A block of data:
--------------------
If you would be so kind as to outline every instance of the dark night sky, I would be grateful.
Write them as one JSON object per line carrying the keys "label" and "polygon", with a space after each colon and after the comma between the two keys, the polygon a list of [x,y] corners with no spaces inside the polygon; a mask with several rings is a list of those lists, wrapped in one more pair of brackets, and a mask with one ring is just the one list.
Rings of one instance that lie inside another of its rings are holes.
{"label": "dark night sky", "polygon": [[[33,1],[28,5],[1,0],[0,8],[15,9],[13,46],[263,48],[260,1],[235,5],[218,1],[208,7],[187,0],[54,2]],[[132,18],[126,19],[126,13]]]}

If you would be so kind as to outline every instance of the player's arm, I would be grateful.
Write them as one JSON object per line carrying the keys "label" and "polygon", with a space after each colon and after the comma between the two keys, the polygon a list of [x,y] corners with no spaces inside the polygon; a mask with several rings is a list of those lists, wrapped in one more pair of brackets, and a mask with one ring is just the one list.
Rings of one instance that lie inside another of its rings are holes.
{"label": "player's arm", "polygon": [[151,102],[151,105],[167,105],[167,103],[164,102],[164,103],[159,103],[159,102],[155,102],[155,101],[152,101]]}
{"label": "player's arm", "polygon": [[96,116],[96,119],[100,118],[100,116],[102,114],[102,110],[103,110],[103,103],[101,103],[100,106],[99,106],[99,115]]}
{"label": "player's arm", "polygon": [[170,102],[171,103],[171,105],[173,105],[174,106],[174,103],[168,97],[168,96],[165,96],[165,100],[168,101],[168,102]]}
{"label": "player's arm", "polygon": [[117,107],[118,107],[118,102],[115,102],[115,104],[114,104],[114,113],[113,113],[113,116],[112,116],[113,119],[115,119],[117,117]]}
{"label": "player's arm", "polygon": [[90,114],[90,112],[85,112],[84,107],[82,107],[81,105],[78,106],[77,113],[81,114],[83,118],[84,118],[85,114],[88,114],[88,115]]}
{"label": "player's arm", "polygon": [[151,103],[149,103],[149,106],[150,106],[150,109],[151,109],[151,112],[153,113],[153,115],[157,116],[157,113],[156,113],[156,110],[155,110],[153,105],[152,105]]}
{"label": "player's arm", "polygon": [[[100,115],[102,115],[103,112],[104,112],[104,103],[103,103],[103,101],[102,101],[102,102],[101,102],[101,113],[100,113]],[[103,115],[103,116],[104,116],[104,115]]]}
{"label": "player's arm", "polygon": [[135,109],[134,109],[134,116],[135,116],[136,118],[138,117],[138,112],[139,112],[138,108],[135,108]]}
--------------------
* [What to do]: Extract each line from the block above that contains the string "night", matching case exactly.

* [Task result]:
If you would be so kind as to outline every instance of the dark night sky, I would be grateful.
{"label": "dark night sky", "polygon": [[[33,1],[28,5],[1,0],[0,8],[15,9],[13,46],[263,48],[260,1],[235,5],[218,1],[208,7],[187,0],[54,2]],[[132,18],[126,19],[126,13]]]}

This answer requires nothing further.